##### STUDY TEXT

Lisa: Thank you very much for having me.

Matt: to start off, you know, we gave you a very brief intro there, but if you wouldn’t mind maybe introducing yourself and giving us some of your background and background on Greenwald research and what you all do.

Lisa: Greenwald Research is an independent market research company and consulting firm. We specialize in research related to retirement, workplace benefits, and health insurance exclusively. So anything that touches health and wealth and caregivers. really occupy a space at the intersection of those two.


Matt: what made you all choose to focus on caregivers and release a study specific on that topic?

Lisa: Most of Greenwald’s clients are retirement plan providers or investment providers. They are employee benefits providers, right? So many of the companies that your sponsors are working with are our clients. And I think they choose to focus on caregivers because of caregivings.

CAPTRUST has pretty tremendous impact on the financial, emotional, and physical well being of employees. These are employees who can’t participate in the benefits our clients provide to the same extent as others, right? And so that’s an issue for the benefits providers and for employers alike. And as much as the average American worker may struggle, To balance financial priorities and save for retirement.

The caregiver struggles more and has unique challenges that are often not addressed by employers and benefits.

##########
##### LISTED RECORDS

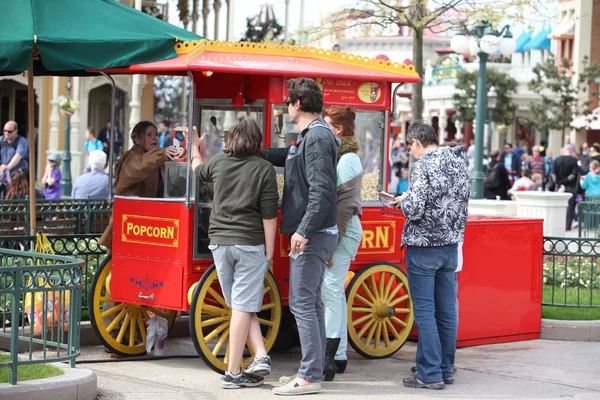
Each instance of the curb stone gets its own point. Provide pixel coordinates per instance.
(74, 384)
(583, 331)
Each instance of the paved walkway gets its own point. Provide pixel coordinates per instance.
(539, 369)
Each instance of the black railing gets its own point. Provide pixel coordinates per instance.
(40, 307)
(571, 274)
(62, 217)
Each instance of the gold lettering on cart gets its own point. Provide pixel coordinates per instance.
(152, 231)
(379, 237)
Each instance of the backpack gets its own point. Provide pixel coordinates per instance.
(492, 177)
(14, 144)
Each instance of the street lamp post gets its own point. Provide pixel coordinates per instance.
(66, 174)
(492, 97)
(484, 41)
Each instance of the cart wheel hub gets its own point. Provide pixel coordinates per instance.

##########

→ **WHAT IS REQUIRED**: According to the interview, which three areas does Greenwald Research specialize in? The records were taken from a different source than the interview.

→ **WORKED SOLUTION**: Retirement, workplace benefits, and health insurance.